■ **AIM**: Return, verbatim and unaltered, the lines of the records below, beginning with the line that contains "Question. For each instance of the wood trim" and continuing through the end of the records.

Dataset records

- - - -

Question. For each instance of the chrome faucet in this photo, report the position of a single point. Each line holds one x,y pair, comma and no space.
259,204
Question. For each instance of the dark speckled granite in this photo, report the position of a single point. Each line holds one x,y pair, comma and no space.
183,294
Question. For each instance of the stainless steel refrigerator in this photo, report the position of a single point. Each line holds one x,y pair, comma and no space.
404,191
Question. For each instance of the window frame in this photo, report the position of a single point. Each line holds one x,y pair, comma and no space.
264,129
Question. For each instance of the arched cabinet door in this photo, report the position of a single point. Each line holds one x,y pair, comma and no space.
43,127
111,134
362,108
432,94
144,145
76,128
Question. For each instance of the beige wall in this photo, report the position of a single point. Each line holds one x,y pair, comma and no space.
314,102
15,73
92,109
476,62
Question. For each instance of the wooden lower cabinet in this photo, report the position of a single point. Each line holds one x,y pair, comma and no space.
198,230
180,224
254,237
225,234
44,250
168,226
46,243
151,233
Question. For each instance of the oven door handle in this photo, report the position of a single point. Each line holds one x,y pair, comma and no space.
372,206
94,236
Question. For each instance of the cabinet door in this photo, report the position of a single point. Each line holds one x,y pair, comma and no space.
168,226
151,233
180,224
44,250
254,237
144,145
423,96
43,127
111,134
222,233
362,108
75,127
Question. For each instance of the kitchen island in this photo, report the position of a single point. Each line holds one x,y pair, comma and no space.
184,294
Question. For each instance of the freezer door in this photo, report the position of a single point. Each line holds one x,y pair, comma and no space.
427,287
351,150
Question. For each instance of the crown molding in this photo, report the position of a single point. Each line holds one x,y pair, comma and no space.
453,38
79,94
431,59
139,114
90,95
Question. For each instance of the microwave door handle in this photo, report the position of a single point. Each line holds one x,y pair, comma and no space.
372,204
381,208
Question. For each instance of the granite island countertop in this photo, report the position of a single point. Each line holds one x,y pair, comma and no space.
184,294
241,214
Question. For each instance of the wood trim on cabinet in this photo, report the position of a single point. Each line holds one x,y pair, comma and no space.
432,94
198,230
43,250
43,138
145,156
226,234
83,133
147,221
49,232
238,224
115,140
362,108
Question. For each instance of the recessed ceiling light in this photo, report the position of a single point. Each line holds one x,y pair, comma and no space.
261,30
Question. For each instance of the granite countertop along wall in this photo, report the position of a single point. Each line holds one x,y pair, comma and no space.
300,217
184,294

- - - -

■ **FULL RESPONSE**:
Question. For each instance of the wood trim on cabinet in this photo, report the position of a single point. Each line holds one x,y pair, comma and no space.
432,94
198,230
43,250
43,138
145,156
226,234
83,133
147,221
49,232
238,224
115,140
362,108
Question. For each instance of the recessed ceiling light in this photo, report the position of a single point. Each line holds one x,y pair, comma and no space.
261,30
Question. For each instance of the granite countertop along wall in this photo, report the position of a single point. Each line holds one x,y pair, comma and no space.
300,217
184,294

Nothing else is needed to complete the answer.